• _STATED GOAL_: Copy the listing from its start through the line holding "--fill-rule evenodd", inclusive, swapping "green tree" for "pine tree" and leaving everything else the same.

• _SUPPLIED RECORDS_:
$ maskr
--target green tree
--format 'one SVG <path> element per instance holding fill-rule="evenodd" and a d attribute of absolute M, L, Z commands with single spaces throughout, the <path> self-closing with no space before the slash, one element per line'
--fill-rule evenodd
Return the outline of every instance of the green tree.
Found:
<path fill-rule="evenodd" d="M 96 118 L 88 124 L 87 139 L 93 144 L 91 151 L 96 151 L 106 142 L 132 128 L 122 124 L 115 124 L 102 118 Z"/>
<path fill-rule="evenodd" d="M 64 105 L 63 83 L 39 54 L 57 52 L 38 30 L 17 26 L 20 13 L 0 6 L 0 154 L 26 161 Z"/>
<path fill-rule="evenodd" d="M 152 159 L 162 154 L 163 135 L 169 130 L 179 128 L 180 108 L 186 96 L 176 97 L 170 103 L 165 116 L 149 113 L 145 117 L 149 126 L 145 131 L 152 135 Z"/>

• _RESULT_:
$ maskr
--target pine tree
--format 'one SVG <path> element per instance holding fill-rule="evenodd" and a d attribute of absolute M, L, Z commands with single spaces throughout, the <path> self-closing with no space before the slash, one element per line'
--fill-rule evenodd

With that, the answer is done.